TASK DIRECTIONS ▸ The response should hold each line from the entries below where "does" is found.
____ PROVIDED RECORDS
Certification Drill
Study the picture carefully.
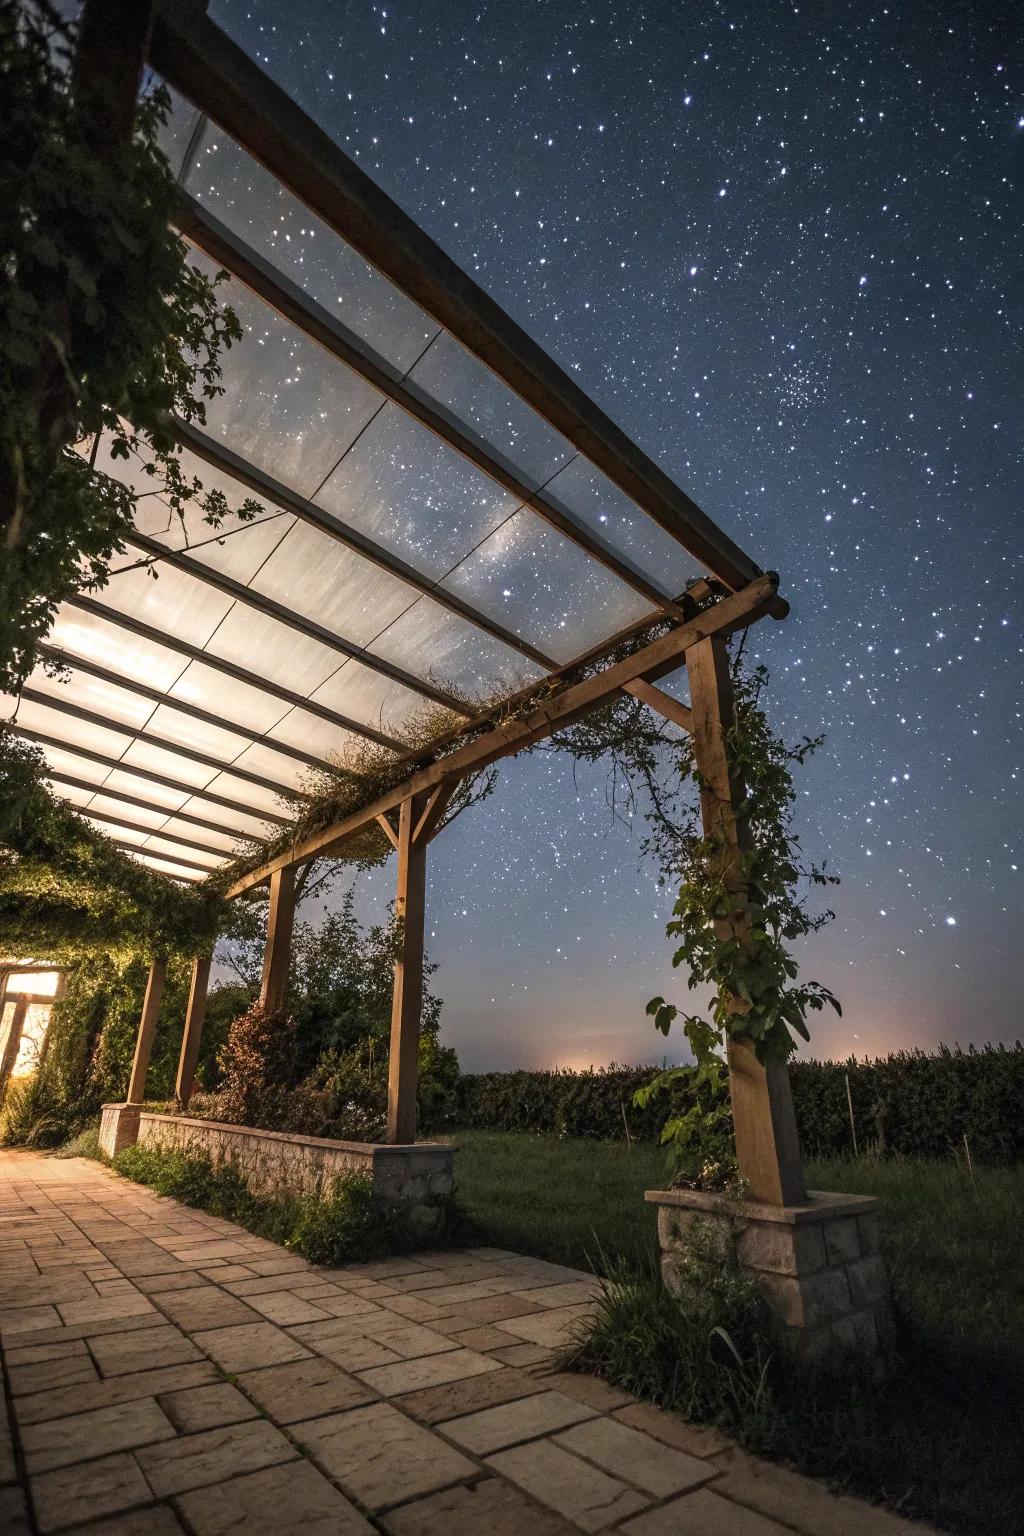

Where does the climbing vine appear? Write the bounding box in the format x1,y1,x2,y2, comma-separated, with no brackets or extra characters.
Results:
0,0,259,694
547,653,840,1187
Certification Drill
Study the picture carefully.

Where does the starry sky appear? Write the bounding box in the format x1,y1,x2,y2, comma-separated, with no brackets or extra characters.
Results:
209,0,1022,1071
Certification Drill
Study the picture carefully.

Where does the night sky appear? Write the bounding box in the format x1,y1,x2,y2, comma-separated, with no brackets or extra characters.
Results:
209,0,1022,1071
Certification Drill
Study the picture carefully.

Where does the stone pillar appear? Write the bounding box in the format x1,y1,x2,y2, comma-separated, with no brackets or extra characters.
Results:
648,1186,893,1373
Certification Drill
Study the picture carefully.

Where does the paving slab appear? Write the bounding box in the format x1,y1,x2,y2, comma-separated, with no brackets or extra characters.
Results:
32,1450,153,1534
158,1381,260,1433
136,1417,298,1497
380,1475,580,1535
618,1485,795,1534
22,1396,177,1472
89,1323,203,1377
487,1437,650,1530
356,1345,500,1397
441,1389,598,1453
173,1459,373,1535
554,1415,715,1498
297,1402,477,1511
391,1364,541,1425
191,1320,312,1373
14,1362,218,1427
238,1356,374,1424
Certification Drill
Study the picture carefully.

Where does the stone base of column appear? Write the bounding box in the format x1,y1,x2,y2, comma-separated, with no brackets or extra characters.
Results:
646,1186,893,1376
98,1103,142,1159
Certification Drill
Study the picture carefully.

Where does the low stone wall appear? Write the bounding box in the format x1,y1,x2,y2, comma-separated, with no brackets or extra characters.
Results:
99,1104,454,1242
647,1186,893,1372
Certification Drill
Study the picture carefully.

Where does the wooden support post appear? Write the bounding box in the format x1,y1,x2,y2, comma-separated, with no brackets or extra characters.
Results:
259,866,295,1013
126,958,166,1105
175,954,212,1108
685,635,807,1207
386,791,429,1144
________
TASK SOLUTION ▸
Where does the climbing vine appear? Write the bounding box in the format x1,y1,x2,y2, comma-separated, with no brackets or extra characters.
Where does the starry sky appear? Write the bounding box in the format x1,y1,x2,y2, comma-separated, with no brackets or extra characters.
Where does the night sky appear? Write the bounding box in the format x1,y1,x2,y2, comma-separated, with no brackets or extra characters.
Where does the stone pillar appear? Write the bounding box in the format x1,y1,x2,y2, comma-separated, with no brackets or extra characters.
Where does the paving slab appear? Write the bounding box in the format x1,y1,x2,y2, comma-separated, with no brackets or extra characters.
Where does the stone base of column appear? Write the bounding box in the format x1,y1,x2,y2, comma-separated, with no brackets or extra characters.
Where does the low stone wall appear? Write the bounding box in the format x1,y1,x2,y2, comma-separated, with no brackets or extra characters.
Where does the wooden support post appear? Write the bounding box in the format x1,y1,x2,y2, comma-separated, with no brackets or extra characters.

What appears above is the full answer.